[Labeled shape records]
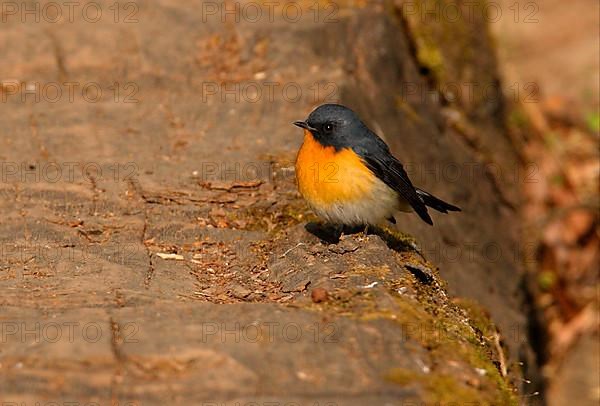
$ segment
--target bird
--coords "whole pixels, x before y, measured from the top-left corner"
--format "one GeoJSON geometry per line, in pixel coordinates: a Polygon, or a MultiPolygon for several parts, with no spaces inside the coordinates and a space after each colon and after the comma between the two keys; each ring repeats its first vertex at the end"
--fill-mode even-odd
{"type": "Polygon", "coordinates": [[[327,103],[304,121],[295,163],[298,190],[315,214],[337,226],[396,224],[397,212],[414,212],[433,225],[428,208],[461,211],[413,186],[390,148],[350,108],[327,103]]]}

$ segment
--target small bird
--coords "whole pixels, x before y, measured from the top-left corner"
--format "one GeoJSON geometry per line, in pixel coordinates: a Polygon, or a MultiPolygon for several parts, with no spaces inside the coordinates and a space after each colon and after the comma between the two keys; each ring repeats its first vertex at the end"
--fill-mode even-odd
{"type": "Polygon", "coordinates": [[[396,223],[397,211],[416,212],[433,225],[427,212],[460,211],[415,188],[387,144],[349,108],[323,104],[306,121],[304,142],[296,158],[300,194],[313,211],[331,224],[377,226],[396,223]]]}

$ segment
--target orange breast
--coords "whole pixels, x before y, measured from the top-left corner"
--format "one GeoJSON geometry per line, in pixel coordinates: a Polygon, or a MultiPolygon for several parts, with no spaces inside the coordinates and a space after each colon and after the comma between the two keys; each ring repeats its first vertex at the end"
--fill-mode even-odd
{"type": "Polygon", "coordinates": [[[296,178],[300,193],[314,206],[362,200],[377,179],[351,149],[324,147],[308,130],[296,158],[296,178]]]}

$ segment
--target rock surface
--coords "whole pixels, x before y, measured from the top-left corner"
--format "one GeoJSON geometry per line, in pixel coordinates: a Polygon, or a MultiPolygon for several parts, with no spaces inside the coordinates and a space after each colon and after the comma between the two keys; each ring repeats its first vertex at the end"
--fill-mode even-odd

* * *

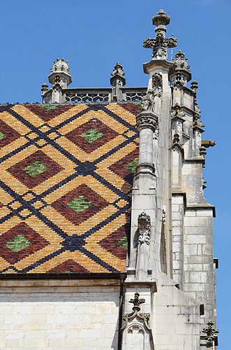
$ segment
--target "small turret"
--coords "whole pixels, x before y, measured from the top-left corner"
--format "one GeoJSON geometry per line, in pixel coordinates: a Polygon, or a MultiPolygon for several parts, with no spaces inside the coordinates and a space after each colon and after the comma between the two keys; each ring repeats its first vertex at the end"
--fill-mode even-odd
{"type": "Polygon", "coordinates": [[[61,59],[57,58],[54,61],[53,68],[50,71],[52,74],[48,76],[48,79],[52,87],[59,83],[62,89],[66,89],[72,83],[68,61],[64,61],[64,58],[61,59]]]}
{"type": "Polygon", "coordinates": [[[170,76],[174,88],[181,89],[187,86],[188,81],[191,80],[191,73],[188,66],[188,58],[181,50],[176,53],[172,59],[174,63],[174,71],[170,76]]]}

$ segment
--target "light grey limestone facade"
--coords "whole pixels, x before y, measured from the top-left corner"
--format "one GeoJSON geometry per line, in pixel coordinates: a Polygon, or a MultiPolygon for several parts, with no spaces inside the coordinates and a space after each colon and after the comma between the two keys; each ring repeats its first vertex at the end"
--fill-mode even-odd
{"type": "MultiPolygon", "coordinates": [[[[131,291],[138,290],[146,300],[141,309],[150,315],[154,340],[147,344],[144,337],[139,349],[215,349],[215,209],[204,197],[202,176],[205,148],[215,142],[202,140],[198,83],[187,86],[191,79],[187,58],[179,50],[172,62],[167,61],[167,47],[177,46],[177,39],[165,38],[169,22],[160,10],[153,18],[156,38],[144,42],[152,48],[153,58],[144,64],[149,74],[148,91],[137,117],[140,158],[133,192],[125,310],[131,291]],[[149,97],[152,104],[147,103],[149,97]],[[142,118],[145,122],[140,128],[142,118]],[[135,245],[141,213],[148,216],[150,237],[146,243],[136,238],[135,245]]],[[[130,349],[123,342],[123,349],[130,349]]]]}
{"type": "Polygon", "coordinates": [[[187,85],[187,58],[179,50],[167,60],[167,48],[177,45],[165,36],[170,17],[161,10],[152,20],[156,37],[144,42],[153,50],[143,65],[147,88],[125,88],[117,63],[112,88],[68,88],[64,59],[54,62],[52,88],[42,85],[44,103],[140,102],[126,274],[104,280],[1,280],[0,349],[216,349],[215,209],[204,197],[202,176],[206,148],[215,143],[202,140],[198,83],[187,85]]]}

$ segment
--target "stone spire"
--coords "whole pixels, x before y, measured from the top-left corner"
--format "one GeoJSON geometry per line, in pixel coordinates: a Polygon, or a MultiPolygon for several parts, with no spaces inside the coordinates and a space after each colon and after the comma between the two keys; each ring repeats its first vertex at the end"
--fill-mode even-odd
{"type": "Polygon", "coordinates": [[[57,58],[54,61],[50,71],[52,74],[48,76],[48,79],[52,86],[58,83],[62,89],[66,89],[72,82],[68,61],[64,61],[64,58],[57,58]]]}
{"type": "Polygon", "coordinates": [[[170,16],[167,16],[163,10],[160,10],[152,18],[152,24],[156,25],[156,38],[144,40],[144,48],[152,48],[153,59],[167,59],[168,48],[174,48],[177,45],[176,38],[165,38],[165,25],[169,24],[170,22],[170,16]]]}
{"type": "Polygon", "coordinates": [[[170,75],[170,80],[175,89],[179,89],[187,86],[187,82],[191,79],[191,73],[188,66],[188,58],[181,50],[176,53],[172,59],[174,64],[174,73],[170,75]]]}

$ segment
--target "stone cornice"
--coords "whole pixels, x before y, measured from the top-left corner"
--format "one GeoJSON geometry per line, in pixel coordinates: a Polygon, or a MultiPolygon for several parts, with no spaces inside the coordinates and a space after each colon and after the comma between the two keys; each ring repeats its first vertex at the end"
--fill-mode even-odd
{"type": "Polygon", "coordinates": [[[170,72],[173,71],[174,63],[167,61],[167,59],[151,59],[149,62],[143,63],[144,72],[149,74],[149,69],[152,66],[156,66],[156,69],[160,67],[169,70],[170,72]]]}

Exercise =
Pull out each line from the rows above that contains the word "small". Copy every such line in full.

The response =
--target small bird
--target "small turret"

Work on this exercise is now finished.